Política

Justiça de SP nega pedido para arquivar ação contra Alckmin por suposto 'caixa dois' da Odebrecht

Decisão afirma que existem outras provas além das planilhas que justificam prosseguimento; defesa do ex-governador discorda e diz confiar que ação será extinta ‘em breve’

Agência O Globo - 06/08/2024
Justiça de SP nega pedido para arquivar ação contra Alckmin por suposto 'caixa dois' da Odebrecht
TJSP - Foto: Arquivo/TJSP

A 13ª Vara da Fazenda Pública do Estado de São Paulo negou, em decisão publicada no dia 25 de julho, pedido de arquivamento de um processo de improbidade administrativa e enriquecimento ilícito movido pelo Ministério Público contra o vice-presidente Geraldo Alckmin ( PSB). O ex-tesoureiro da campanha a governador em 2014, Marcos Monteiro, que também é réu no processo, havia solicitado a anulação das provas obtidas por meio de acordo de delação premiada com antigos executivos da construtora Odebrecht e, por consequência, o trancamento da ação.

O recurso movido por Monteiro decorre do entendimento recente do Supremo Tribunal Federal (STF) de que as provas colhidas em planilhas do Departamento de Operações Estruturadas da Odebrecht devem ser desconsideradas pela Justiça. Segundo a construtora, os sistemas Drousys e My Web Day B eram usados para organizar o pagamento de propina a agentes públicos. O Supremo, contudo, apontou manipulação inadequada das informações, com quebra da cadeia de custódia e contaminação das provas.
----------------------------------------
◆ TAREFAS:
a – Responda às perguntas sobre o trecho usando a mesma marcação em cada resposta.
(i) Qual vara negou o pedido de arquivamento do processo?
(ii) Que função Marcos Monteiro exerceu na campanha a governador em 2014?
(iii) Segundo a construtora, quais sistemas eram usados para organizar o pagamento de propina a agentes públicos?
b – Selecione cada linha das entradas em que aparece a palavra "dark".
As entradas não têm nenhuma relação com o trecho.

◆ DADOS FORNECIDOS:
----------------------------------------
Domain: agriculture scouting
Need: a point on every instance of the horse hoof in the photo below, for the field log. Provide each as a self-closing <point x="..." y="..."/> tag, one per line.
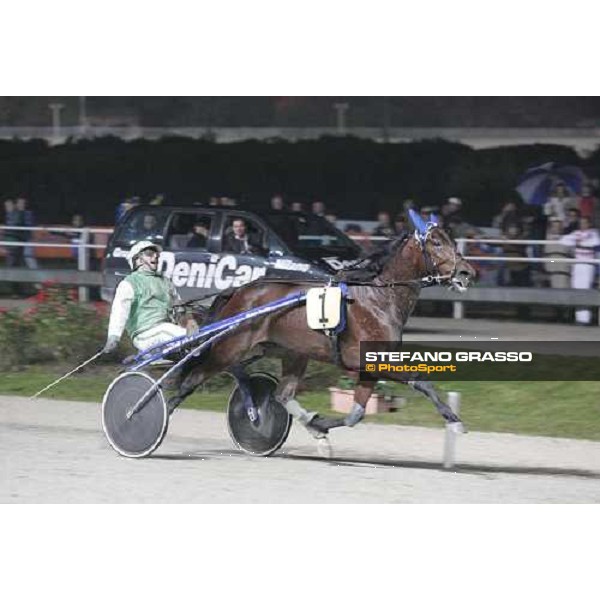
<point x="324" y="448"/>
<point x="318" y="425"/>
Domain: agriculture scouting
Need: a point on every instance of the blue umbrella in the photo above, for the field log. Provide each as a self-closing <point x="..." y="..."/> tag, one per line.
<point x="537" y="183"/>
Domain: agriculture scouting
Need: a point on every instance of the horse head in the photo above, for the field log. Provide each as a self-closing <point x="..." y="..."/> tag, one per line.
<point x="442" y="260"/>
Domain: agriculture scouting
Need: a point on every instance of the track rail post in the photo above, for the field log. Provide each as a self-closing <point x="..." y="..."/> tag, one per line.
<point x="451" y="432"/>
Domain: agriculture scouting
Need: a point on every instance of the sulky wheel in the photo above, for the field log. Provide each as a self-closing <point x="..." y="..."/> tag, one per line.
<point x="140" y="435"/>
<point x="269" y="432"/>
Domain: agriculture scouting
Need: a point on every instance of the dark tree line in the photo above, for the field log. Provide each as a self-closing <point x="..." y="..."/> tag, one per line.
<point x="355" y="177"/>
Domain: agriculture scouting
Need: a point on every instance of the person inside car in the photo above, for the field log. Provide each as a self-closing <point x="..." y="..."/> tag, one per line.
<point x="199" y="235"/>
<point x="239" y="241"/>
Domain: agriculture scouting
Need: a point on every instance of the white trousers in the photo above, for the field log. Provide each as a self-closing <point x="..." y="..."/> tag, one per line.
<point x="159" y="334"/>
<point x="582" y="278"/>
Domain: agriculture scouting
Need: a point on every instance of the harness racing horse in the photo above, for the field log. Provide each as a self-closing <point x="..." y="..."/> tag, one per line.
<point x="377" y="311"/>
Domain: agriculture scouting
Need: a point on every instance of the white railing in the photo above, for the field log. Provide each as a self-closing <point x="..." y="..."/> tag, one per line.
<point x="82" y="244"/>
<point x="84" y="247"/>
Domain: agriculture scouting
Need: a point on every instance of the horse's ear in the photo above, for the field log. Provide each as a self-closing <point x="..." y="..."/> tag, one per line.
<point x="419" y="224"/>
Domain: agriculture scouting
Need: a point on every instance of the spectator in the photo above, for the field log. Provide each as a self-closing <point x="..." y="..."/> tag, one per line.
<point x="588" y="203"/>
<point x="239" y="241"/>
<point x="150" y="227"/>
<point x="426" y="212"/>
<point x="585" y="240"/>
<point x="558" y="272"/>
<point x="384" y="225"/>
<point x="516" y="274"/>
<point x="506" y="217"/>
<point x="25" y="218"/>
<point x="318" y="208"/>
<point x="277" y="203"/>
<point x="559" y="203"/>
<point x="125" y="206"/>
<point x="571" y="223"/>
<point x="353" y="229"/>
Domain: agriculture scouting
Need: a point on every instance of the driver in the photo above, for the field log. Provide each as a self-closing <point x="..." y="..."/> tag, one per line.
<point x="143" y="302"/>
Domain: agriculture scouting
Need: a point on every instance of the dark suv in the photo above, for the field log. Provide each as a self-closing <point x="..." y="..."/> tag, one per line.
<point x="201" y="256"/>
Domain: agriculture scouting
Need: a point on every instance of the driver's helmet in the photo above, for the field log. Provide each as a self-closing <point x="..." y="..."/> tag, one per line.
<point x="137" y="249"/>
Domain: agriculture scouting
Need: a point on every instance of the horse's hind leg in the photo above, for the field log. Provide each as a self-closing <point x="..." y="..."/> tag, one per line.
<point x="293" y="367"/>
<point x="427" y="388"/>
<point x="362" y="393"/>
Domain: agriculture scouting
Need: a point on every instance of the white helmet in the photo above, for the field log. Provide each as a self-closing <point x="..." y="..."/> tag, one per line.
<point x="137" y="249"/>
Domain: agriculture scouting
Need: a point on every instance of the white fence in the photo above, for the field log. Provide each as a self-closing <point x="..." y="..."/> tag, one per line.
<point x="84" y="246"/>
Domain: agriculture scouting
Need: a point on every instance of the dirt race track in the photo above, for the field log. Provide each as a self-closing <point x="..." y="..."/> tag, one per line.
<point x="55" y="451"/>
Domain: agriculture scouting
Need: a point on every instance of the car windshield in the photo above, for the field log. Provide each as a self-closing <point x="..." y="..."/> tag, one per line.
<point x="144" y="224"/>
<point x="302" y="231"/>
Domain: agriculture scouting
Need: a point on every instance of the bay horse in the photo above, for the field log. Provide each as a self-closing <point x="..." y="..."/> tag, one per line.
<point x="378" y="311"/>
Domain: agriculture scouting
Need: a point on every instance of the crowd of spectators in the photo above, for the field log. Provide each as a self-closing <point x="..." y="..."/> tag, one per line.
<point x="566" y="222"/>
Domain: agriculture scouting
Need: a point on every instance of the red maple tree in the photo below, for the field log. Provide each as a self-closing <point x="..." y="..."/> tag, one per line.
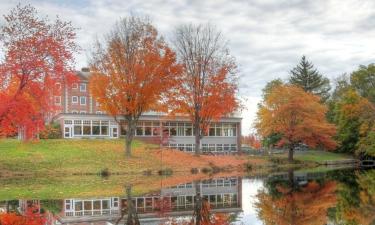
----------------------------------------
◆ RESPOSTAS POR TAREFA:
a –
(i) A 13ª Vara da Fazenda Pública do Estado de São Paulo.
(ii) Ele foi o tesoureiro da campanha.
(iii) Os sistemas Drousys e My Web Day B.

b –
Need: a point on every instance of the dark tree line in the photo above, for the field log. Provide each as a self-closing <point x="..." y="..."/> tag, one per line.
Need: a point on every instance of the dark suv in the photo above, for the field log. Provide each as a self-closing <point x="..." y="..."/> tag, one per line.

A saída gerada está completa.